■ **THE EXERCISE**
Count the lines below that contain the string "tire", matching case exactly, and reply with only the number.

■ **ROWS**
┏━━
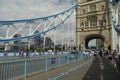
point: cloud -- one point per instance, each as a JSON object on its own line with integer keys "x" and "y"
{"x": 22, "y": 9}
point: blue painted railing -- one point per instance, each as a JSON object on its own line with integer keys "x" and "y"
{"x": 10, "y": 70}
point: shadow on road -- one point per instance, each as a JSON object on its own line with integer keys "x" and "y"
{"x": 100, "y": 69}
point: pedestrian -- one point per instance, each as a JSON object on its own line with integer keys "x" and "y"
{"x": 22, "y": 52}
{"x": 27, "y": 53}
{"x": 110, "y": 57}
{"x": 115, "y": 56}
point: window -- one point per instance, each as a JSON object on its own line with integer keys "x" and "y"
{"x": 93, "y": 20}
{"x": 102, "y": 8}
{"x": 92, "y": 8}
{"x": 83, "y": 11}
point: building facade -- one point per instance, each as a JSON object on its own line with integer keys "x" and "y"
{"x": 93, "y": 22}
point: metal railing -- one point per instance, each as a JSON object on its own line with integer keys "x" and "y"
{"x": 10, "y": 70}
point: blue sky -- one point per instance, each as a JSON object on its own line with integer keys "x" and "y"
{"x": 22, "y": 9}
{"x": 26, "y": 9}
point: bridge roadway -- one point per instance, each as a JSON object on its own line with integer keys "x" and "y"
┗━━
┏━━
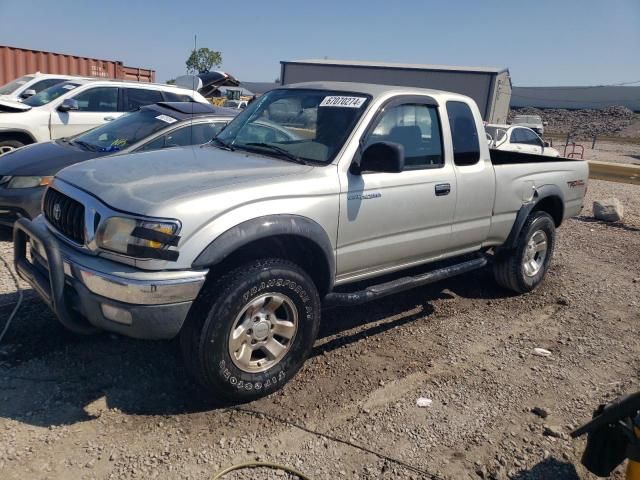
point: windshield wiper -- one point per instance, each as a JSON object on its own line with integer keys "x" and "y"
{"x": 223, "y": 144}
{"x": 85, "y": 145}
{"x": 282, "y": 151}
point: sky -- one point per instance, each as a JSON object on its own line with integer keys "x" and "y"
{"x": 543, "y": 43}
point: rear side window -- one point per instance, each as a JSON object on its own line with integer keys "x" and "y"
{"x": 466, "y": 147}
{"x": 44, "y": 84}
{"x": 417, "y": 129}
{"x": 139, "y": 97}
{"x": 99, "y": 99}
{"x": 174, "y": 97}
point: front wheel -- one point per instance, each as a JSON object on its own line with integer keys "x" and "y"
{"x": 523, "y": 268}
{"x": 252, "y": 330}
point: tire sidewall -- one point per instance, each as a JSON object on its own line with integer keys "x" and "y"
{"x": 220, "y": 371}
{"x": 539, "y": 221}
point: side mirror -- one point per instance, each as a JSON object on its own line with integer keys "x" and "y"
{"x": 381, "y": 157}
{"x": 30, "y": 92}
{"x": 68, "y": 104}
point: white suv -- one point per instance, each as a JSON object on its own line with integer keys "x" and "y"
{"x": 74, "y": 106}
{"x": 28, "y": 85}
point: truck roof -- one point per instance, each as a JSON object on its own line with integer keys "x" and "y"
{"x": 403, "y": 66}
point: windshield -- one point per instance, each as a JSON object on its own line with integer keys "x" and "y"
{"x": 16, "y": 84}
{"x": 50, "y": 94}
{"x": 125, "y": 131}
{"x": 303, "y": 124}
┗━━
┏━━
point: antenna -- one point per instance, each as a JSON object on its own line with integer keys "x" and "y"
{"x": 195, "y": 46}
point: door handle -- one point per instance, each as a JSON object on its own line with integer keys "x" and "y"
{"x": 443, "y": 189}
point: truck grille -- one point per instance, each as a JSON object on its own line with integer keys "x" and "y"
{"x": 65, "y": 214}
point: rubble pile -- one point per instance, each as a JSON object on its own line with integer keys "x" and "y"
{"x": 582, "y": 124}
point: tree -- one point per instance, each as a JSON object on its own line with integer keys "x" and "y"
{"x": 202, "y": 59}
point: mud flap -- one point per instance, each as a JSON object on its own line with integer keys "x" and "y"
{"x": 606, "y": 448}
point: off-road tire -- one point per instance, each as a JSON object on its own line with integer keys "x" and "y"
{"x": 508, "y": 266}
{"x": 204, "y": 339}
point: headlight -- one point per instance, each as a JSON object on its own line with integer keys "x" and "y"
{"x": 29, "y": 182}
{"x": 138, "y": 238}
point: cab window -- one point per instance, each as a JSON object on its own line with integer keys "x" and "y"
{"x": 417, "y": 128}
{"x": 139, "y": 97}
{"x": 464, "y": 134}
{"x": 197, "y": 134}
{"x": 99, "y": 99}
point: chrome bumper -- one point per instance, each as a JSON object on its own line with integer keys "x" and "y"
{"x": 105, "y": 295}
┗━━
■ **COMPLETE ANSWER**
2